Requirement
Copy out all the records below word for word, leaving out the pictures.

[Coordinate annotation records]
• • •

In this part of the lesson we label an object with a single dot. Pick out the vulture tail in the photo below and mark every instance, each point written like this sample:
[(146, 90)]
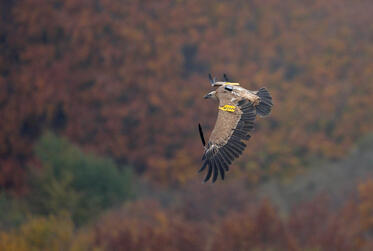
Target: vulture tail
[(265, 105)]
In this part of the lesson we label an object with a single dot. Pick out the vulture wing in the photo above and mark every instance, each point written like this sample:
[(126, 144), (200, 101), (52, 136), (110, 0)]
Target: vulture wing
[(233, 125)]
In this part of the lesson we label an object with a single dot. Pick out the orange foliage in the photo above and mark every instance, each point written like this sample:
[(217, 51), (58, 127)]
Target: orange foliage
[(126, 79)]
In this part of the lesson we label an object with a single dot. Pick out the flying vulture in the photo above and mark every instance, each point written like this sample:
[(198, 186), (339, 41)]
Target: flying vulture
[(237, 111)]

• • •

Answer to the task
In this part of the lesson we label an object with a single dot. Pick out the vulture tail in the photo below and mark every instance, each point written like this sample:
[(146, 90)]
Target: vulture tail
[(265, 105)]
In this part of the lesson we label an object with a single dot. Pick out the vulture wing in the photo above and mark every instance, each point written like this sample:
[(126, 144), (200, 101), (52, 136), (110, 0)]
Target: vulture wing
[(233, 125)]
In this part of the lesson we label an object with a single dot. Pick out the orange foliage in the photo above and mark every instance, each point written like this sample:
[(217, 51), (58, 127)]
Target: orange foliage
[(126, 79)]
In this part of the lesson we label an object with a single dot. Pick out the flying vulture in the photo above and mark every instance, each point written like this sample:
[(198, 186), (339, 41)]
Target: flying vulture
[(237, 111)]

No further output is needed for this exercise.